Please copy each line below that contains the string "airplane".
--------------------
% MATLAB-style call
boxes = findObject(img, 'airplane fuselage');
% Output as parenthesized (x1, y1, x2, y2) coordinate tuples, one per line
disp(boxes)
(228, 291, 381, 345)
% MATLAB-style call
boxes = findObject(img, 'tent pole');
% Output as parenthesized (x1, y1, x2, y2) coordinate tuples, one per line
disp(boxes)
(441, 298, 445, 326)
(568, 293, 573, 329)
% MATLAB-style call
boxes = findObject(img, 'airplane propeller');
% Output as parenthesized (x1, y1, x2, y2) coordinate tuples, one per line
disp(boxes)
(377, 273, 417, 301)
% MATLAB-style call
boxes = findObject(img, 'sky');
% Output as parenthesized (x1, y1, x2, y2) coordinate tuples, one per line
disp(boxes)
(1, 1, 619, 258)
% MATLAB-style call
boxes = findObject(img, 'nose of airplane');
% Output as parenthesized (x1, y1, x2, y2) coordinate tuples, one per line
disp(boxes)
--------------------
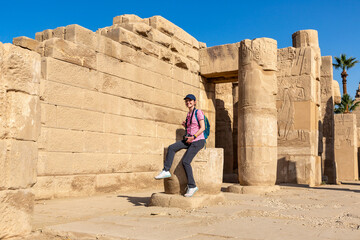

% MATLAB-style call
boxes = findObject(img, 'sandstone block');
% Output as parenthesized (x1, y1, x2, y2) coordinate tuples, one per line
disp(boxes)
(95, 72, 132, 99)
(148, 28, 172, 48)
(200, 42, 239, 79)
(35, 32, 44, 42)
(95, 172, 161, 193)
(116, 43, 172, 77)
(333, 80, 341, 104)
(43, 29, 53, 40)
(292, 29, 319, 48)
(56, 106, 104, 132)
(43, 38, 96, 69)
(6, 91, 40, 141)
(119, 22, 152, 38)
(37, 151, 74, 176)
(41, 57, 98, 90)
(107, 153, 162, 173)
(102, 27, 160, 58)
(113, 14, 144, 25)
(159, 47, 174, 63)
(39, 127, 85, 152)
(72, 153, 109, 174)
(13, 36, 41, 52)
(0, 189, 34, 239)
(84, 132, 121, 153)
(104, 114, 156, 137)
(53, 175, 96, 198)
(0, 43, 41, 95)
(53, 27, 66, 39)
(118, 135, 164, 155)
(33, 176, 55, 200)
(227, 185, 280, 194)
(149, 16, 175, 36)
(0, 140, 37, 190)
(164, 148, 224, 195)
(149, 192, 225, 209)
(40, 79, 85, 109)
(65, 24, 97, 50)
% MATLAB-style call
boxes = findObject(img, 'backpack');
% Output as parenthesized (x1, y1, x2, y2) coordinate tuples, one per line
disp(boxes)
--------------------
▶ SOLUTION TO THIS TASK
boxes = findObject(img, 'airplane fuselage');
boxes = findObject(img, 'airplane propeller');
boxes = findObject(img, 'nose of airplane');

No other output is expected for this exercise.